** start RECORDS **

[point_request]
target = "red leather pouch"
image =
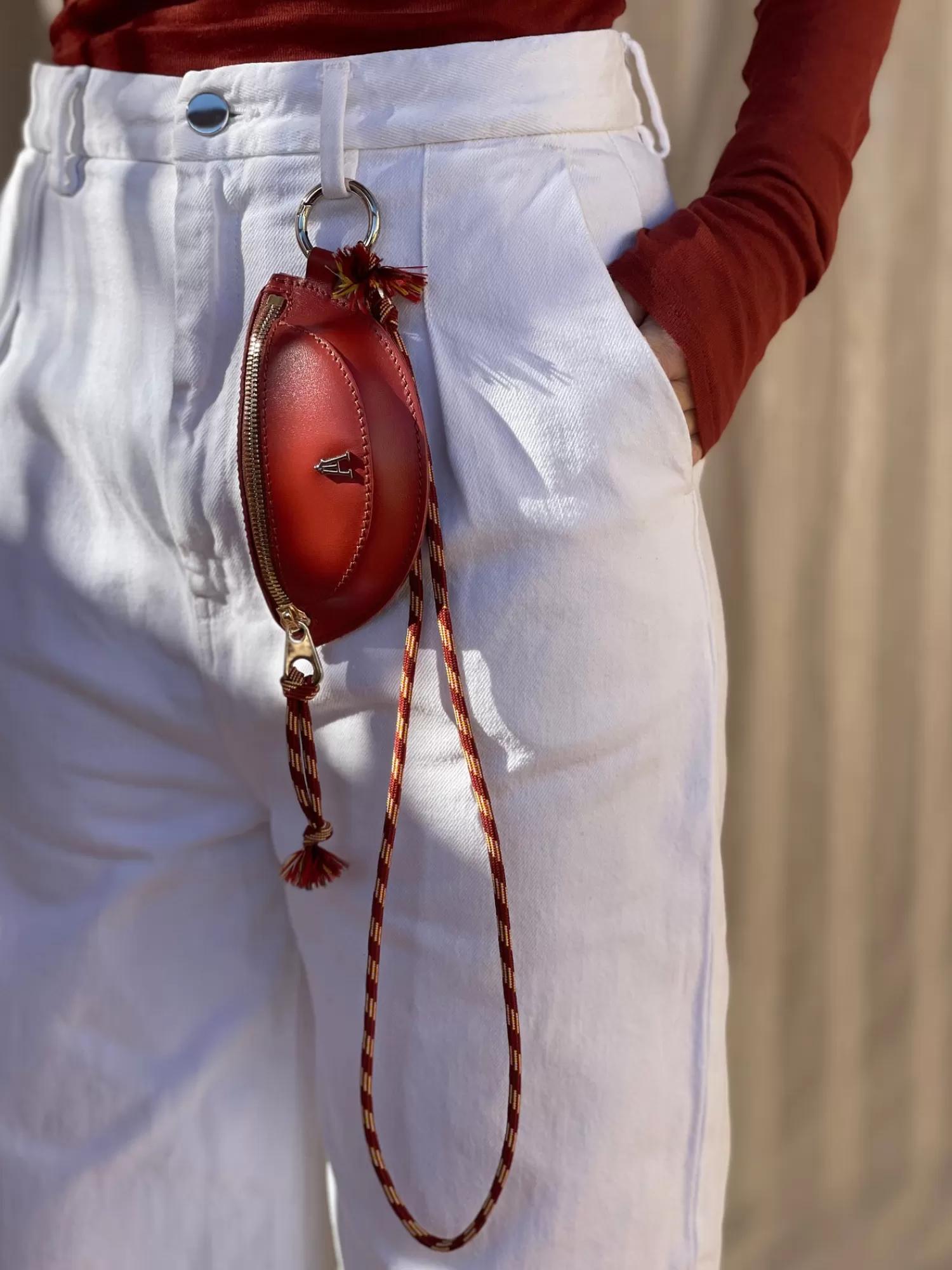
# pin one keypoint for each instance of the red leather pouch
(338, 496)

** end RECORDS **
** start RECORDS **

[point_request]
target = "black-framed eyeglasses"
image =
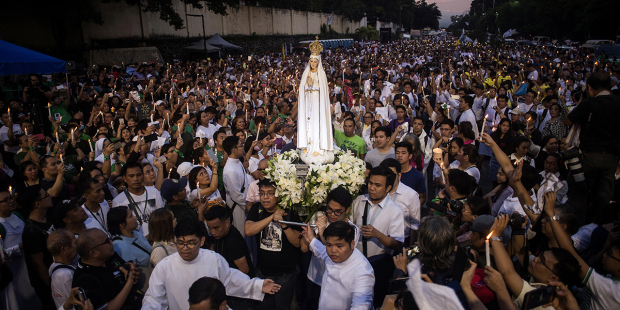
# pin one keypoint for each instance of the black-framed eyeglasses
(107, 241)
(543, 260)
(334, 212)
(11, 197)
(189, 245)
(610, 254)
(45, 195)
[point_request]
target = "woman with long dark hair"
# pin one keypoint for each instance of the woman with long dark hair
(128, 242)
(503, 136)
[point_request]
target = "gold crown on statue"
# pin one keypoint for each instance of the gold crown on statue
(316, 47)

** end RECORDS **
** start RECORDS **

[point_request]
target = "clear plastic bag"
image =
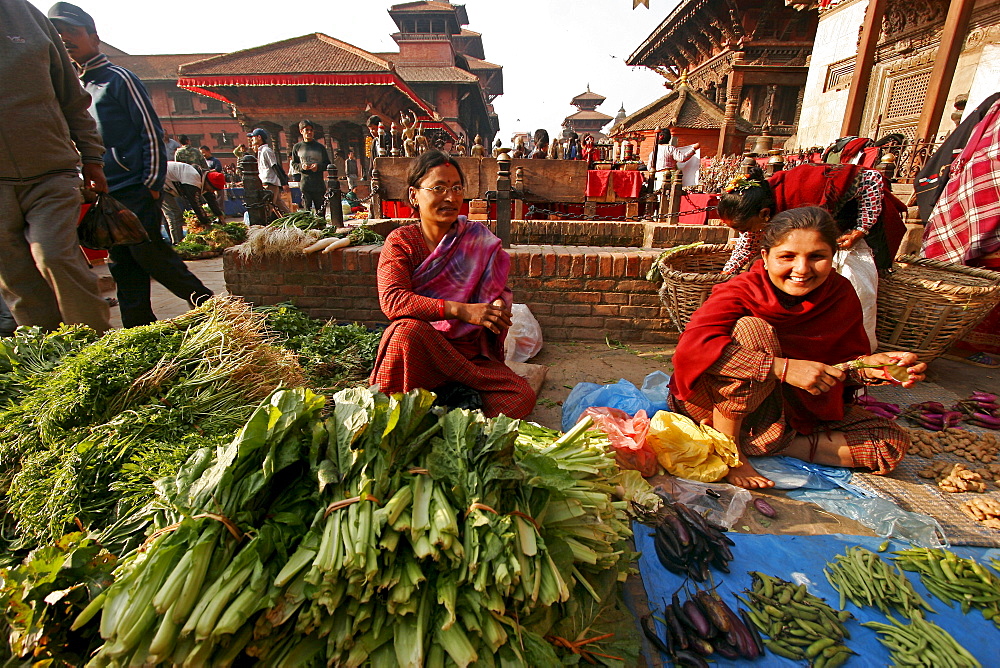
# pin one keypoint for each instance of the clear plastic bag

** end RECORDS **

• [INSTRUCTIONS FOR THE TASK]
Count the lines in the records above that contain the string "plastic", treating uppercase and lowercase as different. Reply with the number alone.

• [FULL ANSWER]
2